**DATASET CONTENT:**
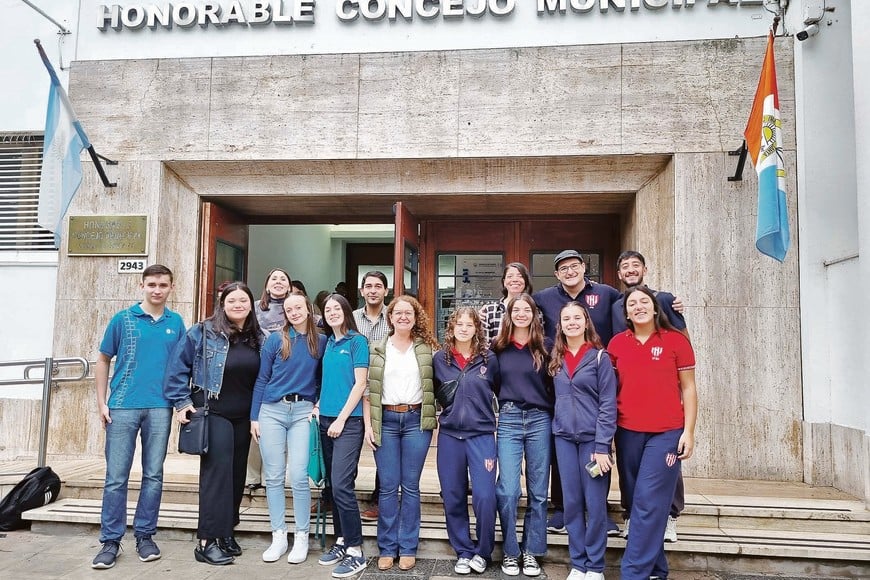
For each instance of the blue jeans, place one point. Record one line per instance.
(341, 456)
(523, 435)
(154, 425)
(400, 460)
(284, 430)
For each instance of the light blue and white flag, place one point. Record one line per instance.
(61, 156)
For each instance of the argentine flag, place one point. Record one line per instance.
(61, 156)
(764, 144)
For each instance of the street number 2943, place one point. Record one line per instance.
(130, 266)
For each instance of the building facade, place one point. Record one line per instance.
(507, 131)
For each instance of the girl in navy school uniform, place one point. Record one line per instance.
(583, 426)
(657, 405)
(466, 439)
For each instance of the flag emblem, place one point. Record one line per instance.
(763, 135)
(61, 156)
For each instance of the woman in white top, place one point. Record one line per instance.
(402, 402)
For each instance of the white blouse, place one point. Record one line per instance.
(402, 383)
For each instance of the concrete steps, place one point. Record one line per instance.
(727, 526)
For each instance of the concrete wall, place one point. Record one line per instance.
(831, 106)
(598, 100)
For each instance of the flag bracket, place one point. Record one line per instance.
(96, 157)
(738, 171)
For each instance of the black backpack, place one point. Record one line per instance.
(38, 488)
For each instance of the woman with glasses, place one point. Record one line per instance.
(515, 280)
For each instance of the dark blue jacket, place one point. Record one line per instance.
(586, 402)
(472, 410)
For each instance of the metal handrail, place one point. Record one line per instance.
(50, 369)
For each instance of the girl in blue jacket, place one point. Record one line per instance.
(466, 438)
(287, 387)
(584, 423)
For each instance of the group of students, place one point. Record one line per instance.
(513, 381)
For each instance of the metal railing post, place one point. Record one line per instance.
(46, 407)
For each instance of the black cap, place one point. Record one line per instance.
(565, 254)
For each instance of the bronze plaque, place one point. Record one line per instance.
(108, 235)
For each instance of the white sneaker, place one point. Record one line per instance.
(671, 530)
(299, 553)
(462, 567)
(478, 564)
(278, 547)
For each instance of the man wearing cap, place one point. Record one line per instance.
(575, 286)
(598, 299)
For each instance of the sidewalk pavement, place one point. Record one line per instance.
(25, 555)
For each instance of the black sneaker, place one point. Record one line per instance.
(147, 549)
(107, 555)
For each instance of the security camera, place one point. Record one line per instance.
(810, 30)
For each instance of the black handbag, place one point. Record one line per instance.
(446, 391)
(193, 435)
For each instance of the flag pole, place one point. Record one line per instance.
(95, 157)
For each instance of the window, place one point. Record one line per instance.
(466, 280)
(20, 166)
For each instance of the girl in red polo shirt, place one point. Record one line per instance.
(657, 404)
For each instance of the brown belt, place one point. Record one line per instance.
(403, 408)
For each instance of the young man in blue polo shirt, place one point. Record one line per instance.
(598, 299)
(140, 338)
(631, 269)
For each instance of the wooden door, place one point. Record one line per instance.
(224, 251)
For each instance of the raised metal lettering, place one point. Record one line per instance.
(234, 14)
(346, 10)
(133, 16)
(425, 10)
(452, 9)
(380, 9)
(109, 16)
(161, 16)
(184, 15)
(501, 7)
(401, 8)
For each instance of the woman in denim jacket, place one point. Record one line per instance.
(232, 343)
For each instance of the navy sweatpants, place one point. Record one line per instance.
(648, 470)
(585, 501)
(459, 459)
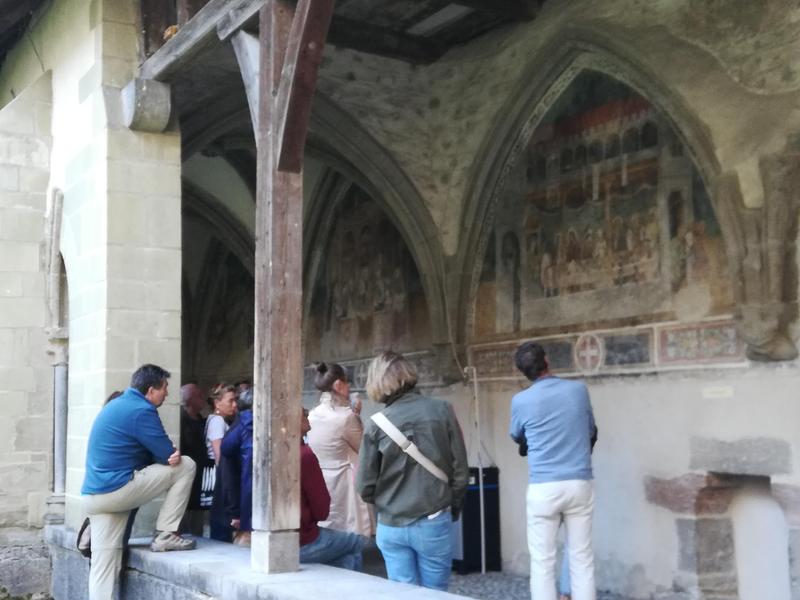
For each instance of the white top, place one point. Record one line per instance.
(216, 427)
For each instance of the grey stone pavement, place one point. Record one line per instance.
(490, 586)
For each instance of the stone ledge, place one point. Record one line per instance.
(219, 570)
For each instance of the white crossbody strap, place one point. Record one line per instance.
(408, 446)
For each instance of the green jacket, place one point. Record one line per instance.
(401, 490)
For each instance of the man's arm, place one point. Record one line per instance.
(460, 469)
(369, 465)
(517, 427)
(149, 432)
(312, 484)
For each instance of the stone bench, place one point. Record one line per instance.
(218, 571)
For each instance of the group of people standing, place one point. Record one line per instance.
(402, 475)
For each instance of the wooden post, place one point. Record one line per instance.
(279, 270)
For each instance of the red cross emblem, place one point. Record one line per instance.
(589, 353)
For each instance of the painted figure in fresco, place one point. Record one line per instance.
(547, 275)
(509, 263)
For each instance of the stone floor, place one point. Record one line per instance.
(491, 586)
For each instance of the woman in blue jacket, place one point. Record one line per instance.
(237, 447)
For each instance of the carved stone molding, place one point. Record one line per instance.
(761, 245)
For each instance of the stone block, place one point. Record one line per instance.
(119, 11)
(9, 178)
(33, 434)
(165, 353)
(120, 40)
(121, 354)
(17, 378)
(16, 117)
(15, 404)
(43, 118)
(794, 554)
(24, 151)
(117, 72)
(145, 178)
(10, 287)
(21, 312)
(748, 456)
(34, 180)
(154, 265)
(16, 256)
(705, 545)
(21, 225)
(37, 508)
(24, 570)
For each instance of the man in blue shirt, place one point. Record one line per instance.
(130, 461)
(554, 418)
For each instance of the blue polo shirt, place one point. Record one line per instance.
(126, 436)
(555, 417)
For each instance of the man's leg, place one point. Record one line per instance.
(171, 513)
(578, 519)
(432, 541)
(335, 548)
(108, 530)
(399, 556)
(544, 500)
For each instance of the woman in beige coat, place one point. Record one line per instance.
(335, 438)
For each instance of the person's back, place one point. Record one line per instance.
(126, 436)
(553, 422)
(556, 417)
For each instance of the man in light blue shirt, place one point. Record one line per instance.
(129, 462)
(554, 418)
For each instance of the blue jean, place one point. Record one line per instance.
(420, 553)
(335, 548)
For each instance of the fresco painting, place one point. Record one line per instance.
(368, 295)
(605, 203)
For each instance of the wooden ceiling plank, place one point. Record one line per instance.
(517, 10)
(371, 39)
(192, 38)
(299, 79)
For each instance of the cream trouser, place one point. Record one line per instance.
(548, 503)
(108, 514)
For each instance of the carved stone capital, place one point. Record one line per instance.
(146, 105)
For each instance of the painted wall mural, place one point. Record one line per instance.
(604, 218)
(368, 295)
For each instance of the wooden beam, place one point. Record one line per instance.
(157, 15)
(299, 80)
(371, 39)
(247, 49)
(236, 19)
(186, 9)
(14, 11)
(517, 10)
(191, 38)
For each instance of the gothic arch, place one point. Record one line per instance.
(572, 52)
(340, 142)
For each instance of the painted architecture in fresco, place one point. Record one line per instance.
(368, 295)
(606, 214)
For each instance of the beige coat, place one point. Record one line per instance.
(335, 437)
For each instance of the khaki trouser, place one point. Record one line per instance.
(109, 515)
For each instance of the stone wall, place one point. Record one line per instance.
(26, 374)
(121, 227)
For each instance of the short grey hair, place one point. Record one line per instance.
(246, 399)
(389, 374)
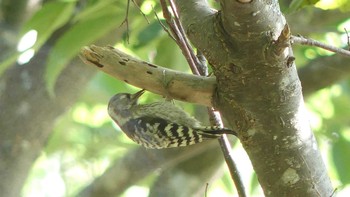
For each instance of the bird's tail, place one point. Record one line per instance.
(217, 131)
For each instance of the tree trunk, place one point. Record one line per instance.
(259, 91)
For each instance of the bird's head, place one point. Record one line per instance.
(120, 105)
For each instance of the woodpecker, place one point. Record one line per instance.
(159, 125)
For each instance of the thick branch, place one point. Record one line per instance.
(259, 93)
(160, 80)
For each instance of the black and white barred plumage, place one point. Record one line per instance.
(158, 125)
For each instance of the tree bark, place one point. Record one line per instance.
(259, 91)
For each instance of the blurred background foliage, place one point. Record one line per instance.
(85, 142)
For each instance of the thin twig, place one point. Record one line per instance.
(126, 21)
(179, 37)
(348, 38)
(143, 14)
(226, 148)
(311, 42)
(182, 31)
(163, 26)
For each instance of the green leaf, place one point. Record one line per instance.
(150, 33)
(69, 45)
(341, 152)
(49, 18)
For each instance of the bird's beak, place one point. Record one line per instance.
(137, 95)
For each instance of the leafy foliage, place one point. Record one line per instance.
(85, 141)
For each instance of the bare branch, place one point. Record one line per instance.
(159, 80)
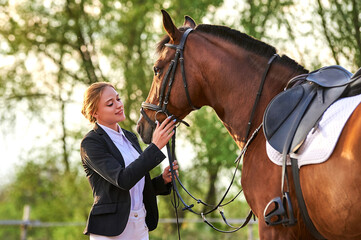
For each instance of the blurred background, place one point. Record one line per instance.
(50, 51)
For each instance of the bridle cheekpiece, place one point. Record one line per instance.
(168, 80)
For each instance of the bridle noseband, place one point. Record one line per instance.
(168, 80)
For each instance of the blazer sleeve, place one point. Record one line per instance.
(96, 155)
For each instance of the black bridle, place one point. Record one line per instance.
(162, 108)
(169, 79)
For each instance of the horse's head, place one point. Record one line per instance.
(174, 87)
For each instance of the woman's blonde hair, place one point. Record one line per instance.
(91, 99)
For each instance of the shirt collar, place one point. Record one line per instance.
(111, 133)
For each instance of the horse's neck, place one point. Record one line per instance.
(235, 104)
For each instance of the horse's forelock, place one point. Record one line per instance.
(166, 39)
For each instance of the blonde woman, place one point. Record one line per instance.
(125, 205)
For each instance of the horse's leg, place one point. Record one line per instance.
(332, 189)
(261, 182)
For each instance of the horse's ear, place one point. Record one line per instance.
(189, 22)
(170, 28)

**WHAT TO DO:** Restate word for word the lines above that start at the line containing "For each instance of the bare" and run to the end of the listing; exclude the pictures.

**EXERCISE SOLUTION:**
For each instance of the bare branch, place one point. Record one line per instance.
(159, 80)
For each instance of the blurred background, place one point. Record one line per instance.
(50, 51)
For each instance of the bridle cheekpiece, place one point. Record one line per instance.
(168, 80)
For each instance of the bridle noseband, place one point. Record one line per instance.
(168, 80)
For each instance of the blazer sleeve, place one point. Record one line per instance.
(96, 155)
For each instance of the black bridle, place one point. Record one line per instance.
(162, 108)
(169, 79)
For each instance of the horse's head, place one point. Record one line per instance.
(174, 87)
For each instance of the woman's blonde hair, place one point. Record one line per instance.
(91, 99)
For each instance of the shirt collar, place one point. Record one line per instance.
(111, 133)
For each instance of the horse's neck, place one point. Record one line per instance.
(235, 104)
For each instance of the horse's forelock, place one point. Record one line per instance.
(166, 39)
For each instance of the blonde woman, place one point. Record one line per instance.
(125, 205)
For each instance of the horse's leg, place one point. Record one line per instance.
(332, 189)
(261, 182)
For each instance of the horse's ear, place one point. Record one line per instance.
(189, 22)
(170, 28)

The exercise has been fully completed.